*Task A:* Please repeat the lines of the listing exactly, starting with the line with "the stone ledge." and going on through the line with "334], [177, 528]]".
________________
The following is Stan West’s “Sober Story” published on the website “Living Sober” in March 2018
Mrs D: How long have you been in recovery?
Stan: “Sobriety” and “Recovery” are different things. I was 54 when I had my last drink (I haven’t had a drink since July 2010) so that’s when I stopped being a drunk. But I didn’t begin doing anything about recovery until about a month after that. I didn’t set out to be an alcoholic. I never intended to become an alcoholic and I certainly didn’t want to be an alcoholic. Where I came from alcoholics were the lowest of the low, they were useless and irredeemable; they’d never amount to anything and couldn’t be helped. They were the tramps and dossers of the town that nobody wanted anywhere near them.
Mrs D: That wasn’t you?
Stan: I wasn’t like that. I had a job, a house, two cars in the driveway, and a family. I went to work in a suit and polished black shoes. I was respectable, I couldn’t be an alcoholic. But my life had become incredibly small and dark, and I couldn’t stop drinking. Every day was like Groundhog Day. My waking thoughts were always about drink. When and where would I get my first drink? Did I still have any hidden nearby? Under the bed? Under the deck? Down in the garage? What I’d done the previous day would start coming back to me as I stood in the shower and I’d cringe inside at the bits and pieces that came back. Often I’d still have some wine left in a cask behind the drivers seat. I’d have a huge gulp and try to hold it down while the stress eased off and I could go to work. Most days at lunchtime I went to the park. I wasn’t the dirty alcoholic on a park bench drinking from something in a brown paper bag. I was the one sitting is his car enjoying the scene… drinking a bottle of wine decanted into a sipper bottle.
________________
*Task B:* In the sobriety interview, list each thing Stan names in the sentence that begins "I had a job".

*Listed records:*
________________
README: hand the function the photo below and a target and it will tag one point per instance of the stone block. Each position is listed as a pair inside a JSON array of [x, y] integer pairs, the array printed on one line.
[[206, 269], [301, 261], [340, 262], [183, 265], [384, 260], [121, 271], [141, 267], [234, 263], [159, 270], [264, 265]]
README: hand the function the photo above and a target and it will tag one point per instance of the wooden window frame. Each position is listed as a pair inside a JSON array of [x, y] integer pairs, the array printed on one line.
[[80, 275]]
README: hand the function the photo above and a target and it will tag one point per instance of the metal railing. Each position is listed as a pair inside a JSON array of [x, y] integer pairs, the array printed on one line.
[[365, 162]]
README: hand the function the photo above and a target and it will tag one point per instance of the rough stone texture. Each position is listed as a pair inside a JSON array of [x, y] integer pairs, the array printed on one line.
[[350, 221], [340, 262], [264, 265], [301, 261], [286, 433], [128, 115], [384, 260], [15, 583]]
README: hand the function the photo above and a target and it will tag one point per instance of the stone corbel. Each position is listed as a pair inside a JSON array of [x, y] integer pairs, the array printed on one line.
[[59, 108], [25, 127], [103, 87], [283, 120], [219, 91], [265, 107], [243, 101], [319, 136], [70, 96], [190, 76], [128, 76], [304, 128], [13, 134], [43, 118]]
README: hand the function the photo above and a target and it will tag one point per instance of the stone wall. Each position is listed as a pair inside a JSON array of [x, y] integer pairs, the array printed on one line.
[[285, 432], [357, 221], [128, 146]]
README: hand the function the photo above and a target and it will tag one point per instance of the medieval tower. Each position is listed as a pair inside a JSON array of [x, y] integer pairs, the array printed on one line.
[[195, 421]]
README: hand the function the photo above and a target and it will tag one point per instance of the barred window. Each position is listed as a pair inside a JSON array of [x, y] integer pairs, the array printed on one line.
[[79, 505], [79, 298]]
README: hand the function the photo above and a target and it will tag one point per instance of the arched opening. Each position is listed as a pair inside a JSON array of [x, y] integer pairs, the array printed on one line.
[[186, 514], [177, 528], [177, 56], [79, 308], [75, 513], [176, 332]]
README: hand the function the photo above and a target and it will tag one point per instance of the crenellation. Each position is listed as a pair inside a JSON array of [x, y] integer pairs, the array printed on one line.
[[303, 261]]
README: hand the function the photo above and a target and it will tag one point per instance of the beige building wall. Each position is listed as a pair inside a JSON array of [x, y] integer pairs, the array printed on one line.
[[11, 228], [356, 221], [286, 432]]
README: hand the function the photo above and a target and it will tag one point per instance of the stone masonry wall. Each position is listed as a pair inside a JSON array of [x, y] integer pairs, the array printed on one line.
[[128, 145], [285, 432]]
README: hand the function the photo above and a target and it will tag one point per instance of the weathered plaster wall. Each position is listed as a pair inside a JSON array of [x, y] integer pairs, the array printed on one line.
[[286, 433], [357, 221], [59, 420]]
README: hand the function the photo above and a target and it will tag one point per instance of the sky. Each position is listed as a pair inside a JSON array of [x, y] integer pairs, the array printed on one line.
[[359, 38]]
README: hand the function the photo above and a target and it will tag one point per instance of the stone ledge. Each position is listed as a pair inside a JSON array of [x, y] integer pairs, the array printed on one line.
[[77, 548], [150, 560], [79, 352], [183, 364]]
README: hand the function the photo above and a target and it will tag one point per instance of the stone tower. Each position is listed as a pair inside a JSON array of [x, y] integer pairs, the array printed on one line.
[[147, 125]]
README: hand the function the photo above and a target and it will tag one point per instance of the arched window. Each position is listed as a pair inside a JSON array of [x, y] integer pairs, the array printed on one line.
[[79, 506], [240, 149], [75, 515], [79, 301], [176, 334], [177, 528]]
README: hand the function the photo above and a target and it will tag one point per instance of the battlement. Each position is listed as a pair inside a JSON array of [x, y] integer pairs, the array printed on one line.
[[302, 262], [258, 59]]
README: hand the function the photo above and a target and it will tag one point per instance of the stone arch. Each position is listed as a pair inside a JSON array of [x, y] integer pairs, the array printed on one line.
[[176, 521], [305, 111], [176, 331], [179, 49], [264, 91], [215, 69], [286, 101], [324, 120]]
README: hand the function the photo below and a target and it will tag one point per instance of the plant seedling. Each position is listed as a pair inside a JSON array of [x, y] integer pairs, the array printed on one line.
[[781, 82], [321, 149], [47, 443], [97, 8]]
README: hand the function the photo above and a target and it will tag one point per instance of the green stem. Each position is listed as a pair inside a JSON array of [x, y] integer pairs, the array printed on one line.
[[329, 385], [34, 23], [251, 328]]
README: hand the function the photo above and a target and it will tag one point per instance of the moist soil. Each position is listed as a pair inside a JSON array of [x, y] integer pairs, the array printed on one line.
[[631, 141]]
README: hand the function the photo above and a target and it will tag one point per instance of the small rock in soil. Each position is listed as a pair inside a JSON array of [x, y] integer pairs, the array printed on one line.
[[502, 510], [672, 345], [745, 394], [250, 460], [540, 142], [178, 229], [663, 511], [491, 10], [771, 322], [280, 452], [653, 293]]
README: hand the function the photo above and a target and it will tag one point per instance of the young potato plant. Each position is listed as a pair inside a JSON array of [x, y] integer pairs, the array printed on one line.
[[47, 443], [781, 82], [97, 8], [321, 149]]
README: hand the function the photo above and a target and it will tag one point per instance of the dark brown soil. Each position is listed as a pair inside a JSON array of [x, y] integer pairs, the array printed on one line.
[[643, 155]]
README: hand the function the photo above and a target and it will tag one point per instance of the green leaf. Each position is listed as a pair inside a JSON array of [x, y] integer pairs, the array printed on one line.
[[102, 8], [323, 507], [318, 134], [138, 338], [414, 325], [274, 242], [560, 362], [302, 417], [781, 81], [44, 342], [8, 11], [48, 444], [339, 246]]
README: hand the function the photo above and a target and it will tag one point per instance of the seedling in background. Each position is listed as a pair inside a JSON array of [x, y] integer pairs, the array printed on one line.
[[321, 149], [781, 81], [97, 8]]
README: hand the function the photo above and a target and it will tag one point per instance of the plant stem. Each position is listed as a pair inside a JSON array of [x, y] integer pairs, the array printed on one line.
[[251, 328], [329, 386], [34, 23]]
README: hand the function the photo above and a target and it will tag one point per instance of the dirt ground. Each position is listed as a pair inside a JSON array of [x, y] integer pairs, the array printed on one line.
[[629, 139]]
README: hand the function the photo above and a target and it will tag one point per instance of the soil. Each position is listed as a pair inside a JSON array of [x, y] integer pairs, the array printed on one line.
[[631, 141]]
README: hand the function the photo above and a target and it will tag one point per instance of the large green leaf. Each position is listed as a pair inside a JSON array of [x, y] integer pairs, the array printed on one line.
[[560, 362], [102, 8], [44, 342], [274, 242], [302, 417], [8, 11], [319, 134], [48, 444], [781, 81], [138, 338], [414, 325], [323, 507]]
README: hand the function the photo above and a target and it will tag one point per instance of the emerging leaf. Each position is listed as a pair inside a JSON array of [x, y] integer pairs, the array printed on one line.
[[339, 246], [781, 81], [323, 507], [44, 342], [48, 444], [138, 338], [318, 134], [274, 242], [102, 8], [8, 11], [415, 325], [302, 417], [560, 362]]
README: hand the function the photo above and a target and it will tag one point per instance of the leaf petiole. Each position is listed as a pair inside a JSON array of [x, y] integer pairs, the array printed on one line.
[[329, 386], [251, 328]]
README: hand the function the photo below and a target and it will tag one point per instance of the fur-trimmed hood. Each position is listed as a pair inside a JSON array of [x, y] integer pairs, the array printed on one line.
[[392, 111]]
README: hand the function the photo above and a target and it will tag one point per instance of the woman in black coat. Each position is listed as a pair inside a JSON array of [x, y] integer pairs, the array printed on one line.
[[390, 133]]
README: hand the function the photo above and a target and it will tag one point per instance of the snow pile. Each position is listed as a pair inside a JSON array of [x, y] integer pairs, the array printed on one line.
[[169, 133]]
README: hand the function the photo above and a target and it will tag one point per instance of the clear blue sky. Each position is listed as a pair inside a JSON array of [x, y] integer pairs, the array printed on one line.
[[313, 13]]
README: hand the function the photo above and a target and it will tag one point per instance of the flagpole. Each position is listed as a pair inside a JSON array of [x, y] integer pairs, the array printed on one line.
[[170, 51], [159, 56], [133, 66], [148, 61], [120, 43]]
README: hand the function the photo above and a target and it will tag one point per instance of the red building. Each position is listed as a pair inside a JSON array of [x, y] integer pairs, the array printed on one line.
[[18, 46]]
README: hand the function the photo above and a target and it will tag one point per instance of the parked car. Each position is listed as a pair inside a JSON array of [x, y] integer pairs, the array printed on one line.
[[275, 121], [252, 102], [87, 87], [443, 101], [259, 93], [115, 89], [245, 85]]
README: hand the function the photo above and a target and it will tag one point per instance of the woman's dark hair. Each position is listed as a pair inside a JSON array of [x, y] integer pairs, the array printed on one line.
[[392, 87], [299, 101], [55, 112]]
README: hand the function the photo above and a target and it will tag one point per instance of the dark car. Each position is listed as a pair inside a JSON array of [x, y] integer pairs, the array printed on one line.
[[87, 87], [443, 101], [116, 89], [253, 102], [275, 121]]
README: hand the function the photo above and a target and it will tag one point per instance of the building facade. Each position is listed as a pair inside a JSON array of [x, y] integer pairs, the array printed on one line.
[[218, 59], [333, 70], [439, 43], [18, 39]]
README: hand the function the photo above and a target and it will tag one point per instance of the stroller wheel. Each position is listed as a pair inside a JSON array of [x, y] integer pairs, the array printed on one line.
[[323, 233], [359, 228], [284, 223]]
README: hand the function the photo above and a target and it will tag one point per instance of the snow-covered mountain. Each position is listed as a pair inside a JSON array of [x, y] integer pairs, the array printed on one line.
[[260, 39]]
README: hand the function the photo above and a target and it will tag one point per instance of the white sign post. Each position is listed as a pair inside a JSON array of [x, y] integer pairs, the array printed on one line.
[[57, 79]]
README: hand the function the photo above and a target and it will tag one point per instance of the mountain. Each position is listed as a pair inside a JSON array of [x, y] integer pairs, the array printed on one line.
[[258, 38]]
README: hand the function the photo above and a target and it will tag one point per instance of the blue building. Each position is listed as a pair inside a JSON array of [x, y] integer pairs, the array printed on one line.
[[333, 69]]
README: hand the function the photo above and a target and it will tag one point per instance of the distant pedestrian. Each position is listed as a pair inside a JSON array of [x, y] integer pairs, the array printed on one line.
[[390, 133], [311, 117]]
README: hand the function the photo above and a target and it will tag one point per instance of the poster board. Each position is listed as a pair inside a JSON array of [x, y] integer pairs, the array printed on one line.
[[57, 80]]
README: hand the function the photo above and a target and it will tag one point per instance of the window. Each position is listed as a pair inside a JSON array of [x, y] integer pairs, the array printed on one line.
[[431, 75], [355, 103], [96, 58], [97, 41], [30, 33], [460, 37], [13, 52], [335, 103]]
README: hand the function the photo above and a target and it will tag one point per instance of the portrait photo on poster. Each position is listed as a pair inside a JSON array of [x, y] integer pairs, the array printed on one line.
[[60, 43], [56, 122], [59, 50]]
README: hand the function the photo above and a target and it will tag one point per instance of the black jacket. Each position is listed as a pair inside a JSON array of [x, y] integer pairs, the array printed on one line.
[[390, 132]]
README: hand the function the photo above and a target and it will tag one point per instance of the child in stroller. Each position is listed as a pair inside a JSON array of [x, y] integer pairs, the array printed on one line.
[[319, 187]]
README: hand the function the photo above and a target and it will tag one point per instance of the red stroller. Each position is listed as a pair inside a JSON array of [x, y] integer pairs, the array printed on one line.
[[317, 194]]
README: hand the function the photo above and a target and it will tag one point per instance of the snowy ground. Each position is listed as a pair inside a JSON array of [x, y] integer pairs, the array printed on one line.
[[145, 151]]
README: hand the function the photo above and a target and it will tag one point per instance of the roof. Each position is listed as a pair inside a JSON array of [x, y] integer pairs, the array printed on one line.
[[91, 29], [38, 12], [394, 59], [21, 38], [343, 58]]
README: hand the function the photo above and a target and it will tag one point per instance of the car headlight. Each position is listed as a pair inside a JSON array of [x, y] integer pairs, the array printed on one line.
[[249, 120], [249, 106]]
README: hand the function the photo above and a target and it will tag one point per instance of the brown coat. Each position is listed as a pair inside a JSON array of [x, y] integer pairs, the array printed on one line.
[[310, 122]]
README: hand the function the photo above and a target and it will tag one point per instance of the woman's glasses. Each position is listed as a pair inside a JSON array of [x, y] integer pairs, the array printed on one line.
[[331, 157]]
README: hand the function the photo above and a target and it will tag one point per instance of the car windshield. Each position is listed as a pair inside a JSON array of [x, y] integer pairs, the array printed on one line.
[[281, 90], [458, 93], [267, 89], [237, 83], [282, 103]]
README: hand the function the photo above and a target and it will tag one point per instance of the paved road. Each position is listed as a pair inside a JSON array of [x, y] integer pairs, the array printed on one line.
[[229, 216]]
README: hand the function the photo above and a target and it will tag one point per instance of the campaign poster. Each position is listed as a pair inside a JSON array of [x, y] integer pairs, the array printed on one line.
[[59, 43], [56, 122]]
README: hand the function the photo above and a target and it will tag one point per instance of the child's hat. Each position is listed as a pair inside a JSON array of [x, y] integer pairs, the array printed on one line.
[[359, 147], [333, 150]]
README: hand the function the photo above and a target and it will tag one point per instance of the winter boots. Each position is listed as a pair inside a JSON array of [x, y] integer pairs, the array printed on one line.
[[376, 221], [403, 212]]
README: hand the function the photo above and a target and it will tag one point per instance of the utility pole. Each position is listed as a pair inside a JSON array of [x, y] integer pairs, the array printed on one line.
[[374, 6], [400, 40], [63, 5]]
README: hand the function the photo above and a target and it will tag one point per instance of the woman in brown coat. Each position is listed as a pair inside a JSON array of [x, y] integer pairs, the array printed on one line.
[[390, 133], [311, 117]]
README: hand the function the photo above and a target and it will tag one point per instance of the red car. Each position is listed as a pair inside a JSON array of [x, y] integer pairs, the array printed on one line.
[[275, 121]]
________________
*Task answer A:*
README: hand the function the photo above and a target and it will tag one point per instance of the stone ledge. Each position is listed as a pair inside a JSON array of [x, y] integer pairs, the array printed on one line.
[[77, 548], [150, 560], [79, 352], [183, 364]]
README: hand the function the photo above and a target and it will tag one point per instance of the stone tower. Each position is listed as a pair inside a JSON array of [x, y] integer pairs, the array printed on one line.
[[147, 125]]
README: hand the function the photo above and a target and it will tag one point per instance of the arched window. Each position is listed as a pair inside a JSON array of [x, y] integer pairs, the array printed on one line.
[[79, 506], [240, 149], [75, 515], [79, 301], [176, 334], [177, 528]]

*Task answer B:*
- a job
- a house
- two cars in the driveway
- a family